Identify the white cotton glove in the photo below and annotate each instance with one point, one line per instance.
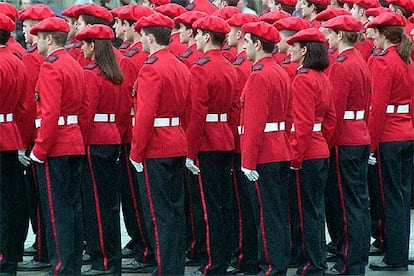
(138, 166)
(372, 160)
(23, 159)
(252, 175)
(189, 163)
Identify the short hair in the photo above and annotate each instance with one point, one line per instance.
(316, 56)
(162, 34)
(267, 45)
(4, 37)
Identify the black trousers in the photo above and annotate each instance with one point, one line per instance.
(246, 253)
(310, 184)
(347, 182)
(59, 181)
(132, 209)
(269, 196)
(396, 163)
(13, 212)
(162, 194)
(101, 203)
(215, 191)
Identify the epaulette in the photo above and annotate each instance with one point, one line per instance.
(303, 71)
(202, 60)
(31, 49)
(186, 53)
(132, 52)
(257, 67)
(151, 60)
(91, 66)
(239, 60)
(52, 58)
(341, 58)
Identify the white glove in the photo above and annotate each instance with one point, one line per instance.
(23, 159)
(138, 166)
(252, 175)
(189, 163)
(372, 160)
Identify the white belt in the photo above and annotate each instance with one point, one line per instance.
(165, 122)
(6, 117)
(104, 118)
(214, 117)
(316, 127)
(63, 120)
(354, 115)
(404, 108)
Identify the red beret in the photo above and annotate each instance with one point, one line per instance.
(292, 24)
(367, 4)
(227, 12)
(134, 12)
(9, 10)
(388, 19)
(188, 18)
(263, 30)
(310, 34)
(331, 13)
(6, 24)
(154, 20)
(94, 10)
(213, 24)
(171, 10)
(346, 23)
(376, 11)
(273, 16)
(51, 24)
(97, 31)
(240, 19)
(36, 12)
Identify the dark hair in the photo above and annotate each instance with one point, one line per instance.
(396, 35)
(267, 45)
(216, 38)
(162, 34)
(4, 37)
(105, 57)
(316, 56)
(60, 38)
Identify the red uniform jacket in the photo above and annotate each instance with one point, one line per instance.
(392, 85)
(12, 80)
(312, 103)
(213, 89)
(163, 85)
(351, 81)
(130, 65)
(266, 99)
(59, 92)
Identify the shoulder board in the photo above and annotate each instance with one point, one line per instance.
(131, 52)
(257, 67)
(186, 53)
(52, 58)
(303, 71)
(341, 58)
(31, 49)
(202, 60)
(239, 60)
(151, 60)
(91, 66)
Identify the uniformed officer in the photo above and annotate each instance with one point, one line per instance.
(314, 122)
(159, 144)
(59, 147)
(265, 150)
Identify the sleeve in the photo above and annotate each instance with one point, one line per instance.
(148, 94)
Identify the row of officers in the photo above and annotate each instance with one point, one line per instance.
(218, 159)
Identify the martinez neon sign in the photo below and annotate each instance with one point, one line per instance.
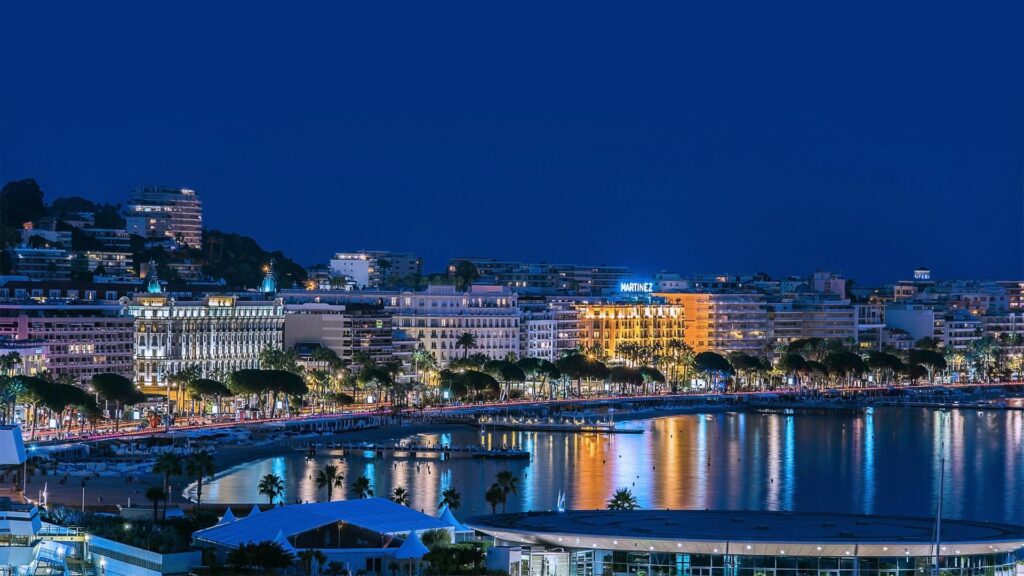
(636, 287)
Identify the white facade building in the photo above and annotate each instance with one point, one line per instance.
(439, 315)
(219, 334)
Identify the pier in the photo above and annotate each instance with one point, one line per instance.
(419, 450)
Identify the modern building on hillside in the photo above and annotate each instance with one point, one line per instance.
(609, 325)
(744, 543)
(376, 269)
(82, 339)
(164, 212)
(346, 329)
(218, 334)
(438, 316)
(41, 263)
(31, 353)
(723, 322)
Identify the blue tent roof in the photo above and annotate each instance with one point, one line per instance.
(377, 515)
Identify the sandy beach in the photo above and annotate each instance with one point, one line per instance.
(104, 493)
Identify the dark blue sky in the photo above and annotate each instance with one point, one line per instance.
(867, 139)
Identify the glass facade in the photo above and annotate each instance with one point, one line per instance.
(617, 563)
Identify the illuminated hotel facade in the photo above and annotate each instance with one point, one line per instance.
(609, 325)
(218, 334)
(723, 322)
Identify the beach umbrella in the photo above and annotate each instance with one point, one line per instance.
(228, 517)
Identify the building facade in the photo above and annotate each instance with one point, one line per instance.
(723, 322)
(609, 325)
(376, 269)
(438, 316)
(164, 212)
(218, 334)
(346, 329)
(82, 339)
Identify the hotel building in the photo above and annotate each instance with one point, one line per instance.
(548, 328)
(82, 339)
(723, 322)
(346, 329)
(163, 212)
(609, 325)
(436, 317)
(218, 334)
(374, 269)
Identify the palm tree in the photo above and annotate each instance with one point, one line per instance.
(200, 465)
(451, 498)
(271, 486)
(508, 484)
(623, 499)
(363, 488)
(466, 340)
(155, 494)
(400, 496)
(167, 464)
(329, 478)
(494, 496)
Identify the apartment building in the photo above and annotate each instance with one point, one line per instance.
(162, 212)
(218, 334)
(609, 325)
(436, 317)
(548, 328)
(82, 339)
(551, 279)
(811, 316)
(376, 269)
(723, 322)
(346, 329)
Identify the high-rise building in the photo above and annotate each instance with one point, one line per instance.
(437, 317)
(219, 334)
(376, 269)
(609, 325)
(82, 339)
(723, 322)
(163, 212)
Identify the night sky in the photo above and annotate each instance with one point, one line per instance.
(866, 139)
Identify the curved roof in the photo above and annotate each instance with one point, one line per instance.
(377, 515)
(760, 533)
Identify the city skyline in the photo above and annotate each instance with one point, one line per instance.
(665, 150)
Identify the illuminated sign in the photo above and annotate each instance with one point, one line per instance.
(636, 287)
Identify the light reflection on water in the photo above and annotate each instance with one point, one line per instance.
(884, 462)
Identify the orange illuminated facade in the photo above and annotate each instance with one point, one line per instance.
(609, 325)
(723, 322)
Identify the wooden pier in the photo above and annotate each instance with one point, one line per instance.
(420, 451)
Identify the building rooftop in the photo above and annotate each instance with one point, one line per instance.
(762, 533)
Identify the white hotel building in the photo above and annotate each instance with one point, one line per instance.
(439, 315)
(218, 334)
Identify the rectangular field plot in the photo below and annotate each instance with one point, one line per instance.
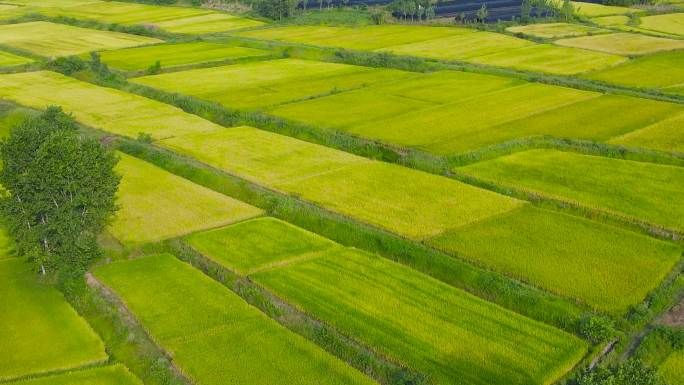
(257, 244)
(672, 370)
(49, 39)
(155, 205)
(10, 60)
(173, 55)
(445, 333)
(171, 19)
(107, 109)
(39, 331)
(266, 83)
(402, 200)
(655, 71)
(667, 135)
(607, 268)
(555, 30)
(106, 375)
(215, 337)
(623, 43)
(672, 23)
(638, 190)
(361, 38)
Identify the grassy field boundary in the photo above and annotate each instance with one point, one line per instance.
(354, 353)
(574, 208)
(507, 292)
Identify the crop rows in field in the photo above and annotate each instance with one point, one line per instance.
(171, 19)
(173, 55)
(430, 326)
(551, 250)
(106, 375)
(50, 39)
(636, 189)
(155, 205)
(444, 112)
(39, 331)
(447, 44)
(555, 30)
(214, 336)
(107, 109)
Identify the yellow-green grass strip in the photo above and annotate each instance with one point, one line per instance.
(360, 38)
(39, 331)
(555, 30)
(103, 108)
(50, 39)
(672, 369)
(258, 244)
(443, 332)
(405, 201)
(156, 205)
(173, 55)
(213, 335)
(654, 71)
(116, 374)
(605, 267)
(672, 23)
(643, 191)
(623, 43)
(10, 60)
(667, 135)
(551, 59)
(265, 83)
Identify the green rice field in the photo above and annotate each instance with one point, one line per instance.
(108, 109)
(447, 44)
(257, 244)
(555, 30)
(51, 40)
(172, 19)
(672, 369)
(664, 71)
(381, 194)
(104, 375)
(155, 205)
(39, 331)
(643, 191)
(266, 83)
(217, 338)
(671, 23)
(9, 60)
(567, 255)
(430, 326)
(173, 55)
(623, 43)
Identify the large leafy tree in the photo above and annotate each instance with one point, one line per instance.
(61, 190)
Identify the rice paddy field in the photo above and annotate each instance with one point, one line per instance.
(256, 85)
(52, 40)
(9, 60)
(561, 254)
(105, 375)
(623, 43)
(39, 331)
(555, 30)
(449, 44)
(643, 191)
(431, 326)
(155, 205)
(218, 338)
(180, 20)
(173, 55)
(108, 109)
(385, 195)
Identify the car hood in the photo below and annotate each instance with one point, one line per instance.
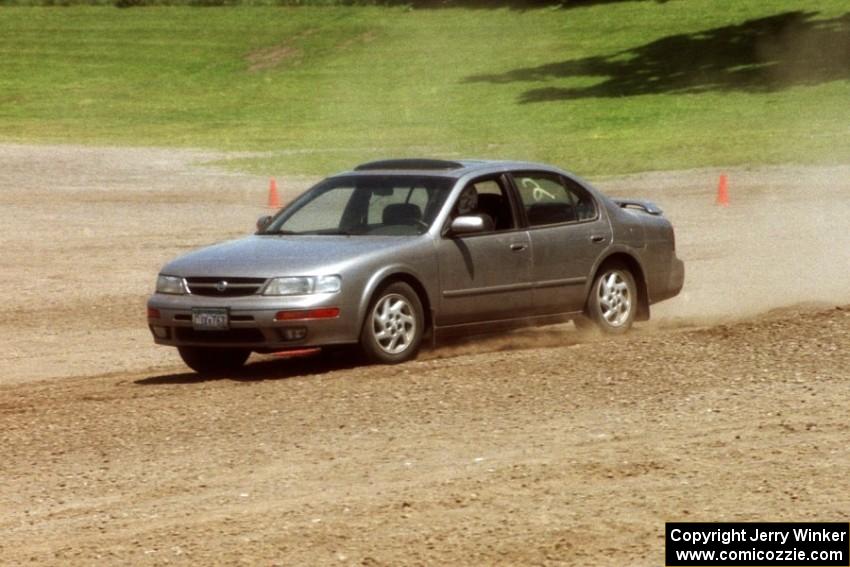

▶ **PROBLEM**
Transcribe each entry exactly, pictures excluded.

▶ **YOUR SOLUTION**
Identify the white cotton glove in the photo below and annotate each instance with one point, one line per instance.
(138, 166)
(372, 160)
(23, 159)
(252, 175)
(189, 163)
Identify the short hair in the photo above and annotate each instance with one point, one line per instance.
(316, 56)
(162, 34)
(267, 45)
(4, 37)
Identify the black trousers in the photo above and annotate each instance with one point, one line per instance.
(246, 253)
(310, 184)
(347, 182)
(59, 181)
(132, 209)
(269, 196)
(396, 163)
(13, 212)
(162, 194)
(101, 203)
(215, 191)
Identify the epaulette in the photo above and annotate each instance with one point, one line per instance.
(303, 71)
(202, 60)
(31, 49)
(186, 53)
(132, 52)
(257, 67)
(151, 60)
(91, 66)
(239, 60)
(52, 58)
(341, 58)
Identify the white glove in the photo above and annotate each instance with one point, one line per instance.
(23, 159)
(138, 166)
(252, 175)
(189, 163)
(372, 160)
Identify the white belt in the photo above and annotate each instance with one point, one line per instance.
(165, 122)
(6, 117)
(104, 118)
(214, 117)
(316, 127)
(63, 120)
(354, 115)
(404, 108)
Identify the red beret in the photo above and annotate each instance with one point, one line per instance.
(292, 24)
(367, 4)
(227, 12)
(134, 12)
(9, 10)
(388, 19)
(188, 18)
(263, 30)
(310, 34)
(331, 13)
(6, 24)
(154, 20)
(94, 10)
(213, 24)
(171, 10)
(346, 23)
(376, 11)
(273, 16)
(51, 24)
(97, 31)
(240, 19)
(36, 12)
Identify the dark hair in the photo above and annotate each instance with one point, one line per instance.
(396, 35)
(267, 45)
(216, 38)
(162, 34)
(4, 37)
(105, 57)
(316, 56)
(60, 38)
Identify the red uniform jacket in the photo above and annotate each instance with one point, one line per instance.
(392, 85)
(12, 80)
(312, 103)
(213, 89)
(163, 85)
(351, 81)
(130, 65)
(266, 99)
(59, 92)
Identify the shoulder board in the photo above and annotate each instance with one point, one line per instance.
(131, 52)
(257, 67)
(186, 53)
(52, 58)
(303, 71)
(341, 58)
(31, 49)
(202, 60)
(239, 60)
(151, 60)
(91, 66)
Identify the uniformed officer in the photo above and annotate each instance with one point, one line per instance.
(314, 122)
(159, 144)
(59, 147)
(265, 150)
Identify the sleeve in the photo above and annotate each instance with one point, one line per instance.
(148, 94)
Identify the row of officers in the photo above and annotate each instance with one point, one line per instance.
(218, 159)
Identify the martinez neon sign in the photo below and annotate each instance with one point, one line per instance.
(636, 287)
Identify the white facade building in the photo above and annotate each instance with one point, one line per instance.
(439, 315)
(219, 334)
Identify the pier in the photo above and annotate each instance with one point, one line per instance.
(419, 450)
Identify the modern building on hillside in the photo above and annotate each instance with one point, one line per instance.
(609, 325)
(744, 543)
(376, 269)
(82, 339)
(164, 212)
(346, 329)
(218, 334)
(438, 316)
(41, 263)
(31, 353)
(723, 322)
Identify the blue tent roof in the photo above and annotate each instance with one point, one line per instance.
(377, 515)
Identify the sandy beach in the photo above and annotate each instance with one point, one line per instance.
(104, 493)
Identify the dark blue sky in the photo above and annotate each instance with one point, one line per instance.
(867, 139)
Identify the glass facade in the photo above and annotate each instance with one point, one line per instance.
(617, 563)
Identify the illuminated hotel facade in the photo above and annotate each instance with one point, one line per instance.
(609, 325)
(218, 334)
(723, 322)
Identify the beach umbrella in the photo above and annotate each instance with one point, one line per instance.
(228, 517)
Identify the building facade in the photo above and annotate each instance with one point, one line per instance.
(723, 322)
(609, 325)
(376, 269)
(438, 316)
(164, 212)
(218, 334)
(346, 329)
(82, 339)
Identify the hotel building in the photo above and annotate each instance with one point, one line per instance.
(548, 328)
(82, 339)
(723, 322)
(346, 329)
(163, 212)
(609, 325)
(436, 317)
(218, 334)
(374, 269)
Identify the palm tree in the photo above and annotate each instance with one point, one line per instance.
(200, 465)
(451, 498)
(271, 486)
(508, 484)
(623, 499)
(363, 488)
(466, 340)
(155, 494)
(400, 496)
(167, 464)
(329, 478)
(494, 496)
Identify the apartment building in the photo above and annotate each instance with one point, one line per instance.
(162, 212)
(218, 334)
(609, 325)
(436, 317)
(548, 328)
(82, 339)
(551, 279)
(811, 316)
(376, 269)
(723, 322)
(346, 329)
Identify the high-rise building in the photo above and annotate each instance with one point, one line per instance.
(437, 317)
(219, 334)
(376, 269)
(609, 325)
(82, 339)
(723, 322)
(163, 212)
Identify the night sky in the photo above and annotate each instance with one point, one line per instance.
(866, 139)
Identify the curved roof in the photo above and annotate each instance with one point, one line per instance.
(377, 515)
(760, 533)
Identify the city skyline in the photo above and annotate each instance with one point, one line per instance.
(665, 150)
Identify the illuminated sign in the photo above and annotate each instance with one point, one line per instance.
(636, 287)
Identify the light reflection on water in the photo above and annotate each instance with one point, one line per instance.
(884, 462)
Identify the orange illuminated facade in the photo above and annotate each instance with one point, one line per instance.
(609, 325)
(723, 322)
Identify the wooden pier in the photo above and annotate each instance with one point, one line per instance.
(420, 451)
Identify the building rooftop in the photo above and annotate each instance with one point, one line per instance.
(762, 533)
Identify the white hotel building in the photo above and annotate each instance with one point, one line per instance.
(439, 315)
(218, 334)
Identify the rectangular field plot in the photo below and annotate each instance with one point, one line per instance.
(257, 244)
(672, 370)
(49, 39)
(155, 205)
(10, 60)
(173, 55)
(445, 333)
(171, 19)
(107, 109)
(39, 331)
(266, 83)
(402, 200)
(655, 71)
(667, 135)
(607, 268)
(555, 30)
(106, 375)
(215, 337)
(623, 43)
(672, 23)
(638, 190)
(361, 38)
Identify the grassy field boundary in the photo above and annotate each instance with one point, one line per instance.
(354, 353)
(574, 208)
(507, 292)
Identify the crop rows in field in the photo above and annotate each instance with one point, one line per instance.
(171, 19)
(173, 55)
(430, 326)
(551, 250)
(106, 375)
(50, 39)
(636, 189)
(155, 205)
(444, 112)
(39, 331)
(447, 44)
(555, 30)
(214, 336)
(107, 109)
Identify the yellow-green grass strip in the photo above and annotate each instance with one point, one line per instance.
(360, 38)
(39, 331)
(555, 30)
(103, 108)
(50, 39)
(672, 369)
(258, 244)
(443, 332)
(405, 201)
(156, 205)
(173, 55)
(213, 335)
(654, 71)
(116, 374)
(605, 267)
(672, 23)
(643, 191)
(623, 43)
(10, 60)
(667, 135)
(551, 59)
(265, 83)
Identify the green rice field in the photo above and annotate each instance with one point, one line per instance.
(108, 109)
(447, 44)
(257, 244)
(555, 30)
(51, 40)
(172, 19)
(672, 369)
(664, 71)
(381, 194)
(104, 375)
(155, 205)
(39, 331)
(643, 191)
(266, 83)
(217, 338)
(671, 23)
(9, 60)
(567, 255)
(430, 326)
(173, 55)
(623, 43)
Identify the large leafy tree in the photo above and annotate each instance with one point, one line per instance.
(61, 190)
Identify the rice paddy field in the photo above and annotate each instance with one point, one line per instance.
(256, 85)
(52, 40)
(9, 60)
(561, 254)
(105, 375)
(623, 43)
(39, 331)
(555, 30)
(449, 44)
(643, 191)
(431, 326)
(155, 205)
(218, 338)
(180, 20)
(173, 55)
(108, 109)
(385, 195)
Identify the car hood in the photo below and annotate each instance with one point, one line per instance.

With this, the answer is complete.